[Records from a dataset]
────────────────────

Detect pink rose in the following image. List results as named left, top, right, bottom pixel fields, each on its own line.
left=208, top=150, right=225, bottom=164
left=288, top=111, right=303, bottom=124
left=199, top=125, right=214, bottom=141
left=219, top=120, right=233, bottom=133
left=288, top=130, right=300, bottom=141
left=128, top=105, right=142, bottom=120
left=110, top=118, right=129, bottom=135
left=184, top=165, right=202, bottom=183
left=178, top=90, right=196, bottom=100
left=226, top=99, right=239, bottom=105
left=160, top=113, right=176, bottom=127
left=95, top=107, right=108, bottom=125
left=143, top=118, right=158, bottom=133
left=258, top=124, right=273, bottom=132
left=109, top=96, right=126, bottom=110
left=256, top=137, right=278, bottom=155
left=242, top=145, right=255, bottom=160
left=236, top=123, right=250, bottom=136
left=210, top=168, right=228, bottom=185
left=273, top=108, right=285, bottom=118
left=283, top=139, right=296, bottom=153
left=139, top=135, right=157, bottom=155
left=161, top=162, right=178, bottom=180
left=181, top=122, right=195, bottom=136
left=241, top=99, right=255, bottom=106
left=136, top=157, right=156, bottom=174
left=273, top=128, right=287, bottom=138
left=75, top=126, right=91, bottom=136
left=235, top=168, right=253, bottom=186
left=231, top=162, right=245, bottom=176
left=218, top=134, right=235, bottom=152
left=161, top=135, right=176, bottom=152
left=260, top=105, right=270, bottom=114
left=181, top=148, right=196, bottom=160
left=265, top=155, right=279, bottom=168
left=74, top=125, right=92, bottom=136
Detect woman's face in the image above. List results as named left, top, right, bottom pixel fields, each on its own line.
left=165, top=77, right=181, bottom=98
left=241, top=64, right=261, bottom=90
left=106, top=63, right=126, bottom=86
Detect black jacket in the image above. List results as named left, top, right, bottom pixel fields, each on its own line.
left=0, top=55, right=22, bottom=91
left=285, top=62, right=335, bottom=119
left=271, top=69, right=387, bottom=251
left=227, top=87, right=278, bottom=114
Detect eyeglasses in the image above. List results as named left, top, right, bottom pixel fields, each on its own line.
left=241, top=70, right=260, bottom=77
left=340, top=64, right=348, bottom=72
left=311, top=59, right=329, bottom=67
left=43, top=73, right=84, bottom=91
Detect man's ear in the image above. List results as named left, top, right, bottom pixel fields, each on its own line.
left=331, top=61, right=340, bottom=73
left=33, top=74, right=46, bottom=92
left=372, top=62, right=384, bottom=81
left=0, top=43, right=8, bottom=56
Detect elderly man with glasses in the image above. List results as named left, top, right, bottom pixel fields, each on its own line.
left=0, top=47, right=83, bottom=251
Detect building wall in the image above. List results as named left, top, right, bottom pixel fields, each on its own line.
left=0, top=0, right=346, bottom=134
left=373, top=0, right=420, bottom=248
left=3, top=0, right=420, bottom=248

────────────────────

From the line holding "Detect building wall" through the final line of the data above, copy every line exactly as written. Include nothing else.

> **ANSWER FOR THIS EXERCISE**
Detect building wall in the image above. List results as named left, top, right, bottom pixel fields, each on its own line.
left=0, top=0, right=346, bottom=134
left=373, top=0, right=420, bottom=248
left=3, top=0, right=420, bottom=248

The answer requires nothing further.